◆ SELECTED TEXT
= = = = = = =

Best Practices for Monitoring Digital Customer Experience

Overview

More and more companies now interact with their customers largely via digital channels, making the digital customer experience (DCX) they provide a critical component of business success. The New Relic platform is designed to help development and operations teams monitor the health of your technology stack, quickly troubleshoot any issues identified, and share key metrics of your digital business with a broader team of stakeholders.

In this guide, you’ll learn best practices for optimizing the DCX of your websites and mobile apps as well as for improving their underlying services and infrastructure.

To begin, it’s important to measure the service-level quality of your digital experiences across three dimensions:

Availability: Is it up and running?
Functionality: Is it working right?
Speed: Is it working fast enough?

This creates a framework to improve the digital customer experience through the different layers of your technology stack.

Section 1. Digital customer experience monitoring in practice

Visibility across your full stack

The New Relic platform is designed to provide visibility through all the different parts of the technology stack to help you quickly troubleshoot any issues that may be degrading the digital experience for your customers.

That’s important, because your customers have no sense of whether it’s the frontend, backend, infrastructure, or third party causing an issue—they simply suffer from a substandard experience. No matter the cause, the dissatisfaction generated by these disappointing experiences reflects poorly on your business.

Starting with your user experience

Given that the customer is the center of the experience, let’s start with understanding the technology layer closest to the customer: the website frontend or native mobile app itself. We’ll address websites and mobile apps separately because they have slightly different characteristics.

The website experience

Let’s run through some of the key health metrics and features that New Relic offers to track the quality of your website’s digital customer experience.

Availability: If your site is completely down, then functionality and speed have little meaning. That means the first goal is simply to verify your website is accessible:

Check browser throughput. When you suspect something has gone wrong, the best test for overall application health is your throughput. Looking at your actual user traffic in New Relic Browser can reveal whether your customers are engaging with your site in real time. If this traffic has dropped off, it could mean users aren’t able to reach your website at all, possibly due to a DNS or routing issue, or that they’ve navigated away from your site completely in frustration. An unexpected dip in throughput is often a sign that there’s an issue to troubleshoot.

Set up availability alerts. Since you don’t want to be notified of outages by frustrated customers, you want to continually check that your website is up by using New Relic Synthetics’ availability monitors. If a URL isn’t reachable, a page isn’t rendering properly, or an API is reporting incorrect payloads, New Relic can trigger a monitor alert and notify you before your customers are even aware of the problem. These monitors can regularly test your website from multiple global locations based on the distribution of your customer base. When coupled with the global throughput information in New Relic Browser’s filterable geographies, you can get a more comprehensive view of your data and a more complete picture of availability than you could with Browser/Synthetics monitoring alone.

= = = = = = =

◆ YOUR INSTRUCTIONS
In the guide on monitoring digital customer experience, what three dimensions are used to measure the service-level quality of digital experiences? The records are not needed for the task.

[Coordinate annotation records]

= = = = = = =

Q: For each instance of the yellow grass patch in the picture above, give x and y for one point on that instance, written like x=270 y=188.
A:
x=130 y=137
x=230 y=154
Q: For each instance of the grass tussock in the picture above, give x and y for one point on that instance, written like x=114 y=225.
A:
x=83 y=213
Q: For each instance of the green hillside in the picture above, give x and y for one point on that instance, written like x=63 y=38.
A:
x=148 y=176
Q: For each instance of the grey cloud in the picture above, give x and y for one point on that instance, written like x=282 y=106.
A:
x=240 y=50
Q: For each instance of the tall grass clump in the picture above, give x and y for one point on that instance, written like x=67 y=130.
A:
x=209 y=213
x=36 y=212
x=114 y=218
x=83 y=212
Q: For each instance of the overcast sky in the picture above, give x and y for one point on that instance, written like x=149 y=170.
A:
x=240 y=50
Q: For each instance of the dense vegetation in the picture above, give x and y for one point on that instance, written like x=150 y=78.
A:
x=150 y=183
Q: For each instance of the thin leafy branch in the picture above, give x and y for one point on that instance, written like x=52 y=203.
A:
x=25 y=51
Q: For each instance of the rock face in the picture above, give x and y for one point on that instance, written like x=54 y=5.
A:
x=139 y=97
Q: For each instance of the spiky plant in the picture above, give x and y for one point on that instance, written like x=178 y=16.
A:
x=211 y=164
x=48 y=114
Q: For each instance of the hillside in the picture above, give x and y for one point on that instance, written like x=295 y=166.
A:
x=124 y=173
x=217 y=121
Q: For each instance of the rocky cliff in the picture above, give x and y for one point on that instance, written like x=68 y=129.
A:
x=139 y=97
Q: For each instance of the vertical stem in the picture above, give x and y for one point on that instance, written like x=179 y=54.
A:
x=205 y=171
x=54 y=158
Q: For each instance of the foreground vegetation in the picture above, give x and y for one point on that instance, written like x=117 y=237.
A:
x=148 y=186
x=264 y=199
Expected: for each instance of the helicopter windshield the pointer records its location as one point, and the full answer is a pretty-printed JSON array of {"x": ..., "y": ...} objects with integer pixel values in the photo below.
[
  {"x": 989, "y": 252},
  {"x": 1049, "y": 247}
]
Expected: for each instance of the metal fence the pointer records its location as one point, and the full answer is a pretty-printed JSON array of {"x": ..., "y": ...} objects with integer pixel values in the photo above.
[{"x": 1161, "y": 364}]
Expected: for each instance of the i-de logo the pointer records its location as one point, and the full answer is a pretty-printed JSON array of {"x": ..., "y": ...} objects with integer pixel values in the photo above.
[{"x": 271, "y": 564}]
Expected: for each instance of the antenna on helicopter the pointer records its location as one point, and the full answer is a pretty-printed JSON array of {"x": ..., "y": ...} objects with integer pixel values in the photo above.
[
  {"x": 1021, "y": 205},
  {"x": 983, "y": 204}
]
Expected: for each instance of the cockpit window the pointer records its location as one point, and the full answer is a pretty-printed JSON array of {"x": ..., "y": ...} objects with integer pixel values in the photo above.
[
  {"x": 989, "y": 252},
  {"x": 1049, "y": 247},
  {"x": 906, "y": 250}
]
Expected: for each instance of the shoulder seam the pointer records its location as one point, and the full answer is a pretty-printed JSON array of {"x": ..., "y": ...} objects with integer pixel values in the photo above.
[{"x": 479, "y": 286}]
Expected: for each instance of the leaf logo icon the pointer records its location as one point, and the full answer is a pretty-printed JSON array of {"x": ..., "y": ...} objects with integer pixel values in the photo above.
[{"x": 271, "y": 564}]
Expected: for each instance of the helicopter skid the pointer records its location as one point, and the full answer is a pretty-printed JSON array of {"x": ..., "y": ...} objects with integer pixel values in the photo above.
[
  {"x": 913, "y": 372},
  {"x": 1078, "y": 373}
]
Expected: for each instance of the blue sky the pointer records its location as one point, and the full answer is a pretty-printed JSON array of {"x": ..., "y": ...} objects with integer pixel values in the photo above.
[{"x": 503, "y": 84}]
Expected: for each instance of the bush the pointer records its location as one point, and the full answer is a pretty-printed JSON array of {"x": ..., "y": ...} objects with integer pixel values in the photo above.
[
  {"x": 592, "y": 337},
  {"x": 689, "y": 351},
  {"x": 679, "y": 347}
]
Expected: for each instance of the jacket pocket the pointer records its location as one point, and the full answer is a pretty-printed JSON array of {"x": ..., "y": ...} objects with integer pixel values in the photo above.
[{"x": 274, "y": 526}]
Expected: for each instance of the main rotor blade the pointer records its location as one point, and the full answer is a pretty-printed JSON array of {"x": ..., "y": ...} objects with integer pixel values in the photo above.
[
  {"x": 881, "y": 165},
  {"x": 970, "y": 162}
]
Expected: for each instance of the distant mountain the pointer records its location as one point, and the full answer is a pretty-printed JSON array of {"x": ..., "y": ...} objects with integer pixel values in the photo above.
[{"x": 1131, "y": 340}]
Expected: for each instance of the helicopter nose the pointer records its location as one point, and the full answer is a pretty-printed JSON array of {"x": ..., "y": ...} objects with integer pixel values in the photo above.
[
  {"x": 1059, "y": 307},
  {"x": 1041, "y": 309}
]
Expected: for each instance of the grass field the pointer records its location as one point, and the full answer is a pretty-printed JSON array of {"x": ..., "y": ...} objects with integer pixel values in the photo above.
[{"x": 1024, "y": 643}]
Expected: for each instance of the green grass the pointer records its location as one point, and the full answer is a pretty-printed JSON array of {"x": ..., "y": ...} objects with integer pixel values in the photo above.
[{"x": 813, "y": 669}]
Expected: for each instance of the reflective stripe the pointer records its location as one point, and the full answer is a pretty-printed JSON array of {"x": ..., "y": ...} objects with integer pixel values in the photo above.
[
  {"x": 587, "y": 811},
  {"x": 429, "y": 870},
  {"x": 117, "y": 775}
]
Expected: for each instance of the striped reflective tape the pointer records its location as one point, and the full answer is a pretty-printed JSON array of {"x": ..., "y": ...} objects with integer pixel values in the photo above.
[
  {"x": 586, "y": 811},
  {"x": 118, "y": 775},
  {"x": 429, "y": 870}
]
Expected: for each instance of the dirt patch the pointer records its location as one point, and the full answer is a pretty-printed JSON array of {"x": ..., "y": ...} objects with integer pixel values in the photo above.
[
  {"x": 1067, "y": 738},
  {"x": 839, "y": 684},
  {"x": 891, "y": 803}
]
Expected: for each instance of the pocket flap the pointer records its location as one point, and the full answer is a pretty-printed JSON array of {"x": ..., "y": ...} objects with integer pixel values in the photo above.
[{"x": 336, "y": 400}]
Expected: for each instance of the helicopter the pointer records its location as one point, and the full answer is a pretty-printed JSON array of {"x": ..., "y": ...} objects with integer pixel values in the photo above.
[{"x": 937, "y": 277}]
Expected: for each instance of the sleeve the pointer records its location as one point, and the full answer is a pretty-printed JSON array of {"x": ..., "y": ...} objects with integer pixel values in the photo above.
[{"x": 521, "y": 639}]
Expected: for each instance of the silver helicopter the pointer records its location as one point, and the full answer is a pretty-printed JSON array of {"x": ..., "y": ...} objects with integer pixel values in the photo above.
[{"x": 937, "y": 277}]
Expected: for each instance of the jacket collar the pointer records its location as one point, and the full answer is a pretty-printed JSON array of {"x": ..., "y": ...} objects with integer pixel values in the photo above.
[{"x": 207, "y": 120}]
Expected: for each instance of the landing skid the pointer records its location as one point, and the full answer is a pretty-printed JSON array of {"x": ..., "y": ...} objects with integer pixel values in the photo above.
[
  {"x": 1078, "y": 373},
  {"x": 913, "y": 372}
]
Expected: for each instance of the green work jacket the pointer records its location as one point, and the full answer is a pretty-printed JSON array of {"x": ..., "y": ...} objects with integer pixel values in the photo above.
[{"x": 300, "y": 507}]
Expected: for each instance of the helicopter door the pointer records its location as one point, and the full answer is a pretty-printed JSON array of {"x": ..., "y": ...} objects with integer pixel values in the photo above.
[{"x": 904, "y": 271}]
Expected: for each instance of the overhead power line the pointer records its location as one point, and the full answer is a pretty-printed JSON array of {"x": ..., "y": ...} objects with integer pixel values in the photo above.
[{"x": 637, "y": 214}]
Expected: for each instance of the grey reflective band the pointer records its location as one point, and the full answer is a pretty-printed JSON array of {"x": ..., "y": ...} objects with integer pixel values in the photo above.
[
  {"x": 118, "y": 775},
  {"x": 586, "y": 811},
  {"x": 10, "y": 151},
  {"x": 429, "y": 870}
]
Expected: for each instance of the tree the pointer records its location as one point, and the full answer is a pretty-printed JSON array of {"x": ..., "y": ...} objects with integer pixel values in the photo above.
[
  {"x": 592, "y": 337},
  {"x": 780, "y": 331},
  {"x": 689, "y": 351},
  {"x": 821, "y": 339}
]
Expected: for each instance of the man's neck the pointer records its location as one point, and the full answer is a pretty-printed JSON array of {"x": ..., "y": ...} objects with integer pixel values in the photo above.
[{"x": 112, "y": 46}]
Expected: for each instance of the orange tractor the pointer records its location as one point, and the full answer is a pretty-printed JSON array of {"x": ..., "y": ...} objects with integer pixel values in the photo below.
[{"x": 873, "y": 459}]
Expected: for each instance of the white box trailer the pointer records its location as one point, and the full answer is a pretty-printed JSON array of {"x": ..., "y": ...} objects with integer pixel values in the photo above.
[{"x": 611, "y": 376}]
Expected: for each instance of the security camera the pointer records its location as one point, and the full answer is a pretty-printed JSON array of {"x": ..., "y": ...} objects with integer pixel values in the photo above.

= = = = = = =

◆ TASK RESULT
Availability, functionality, and speed.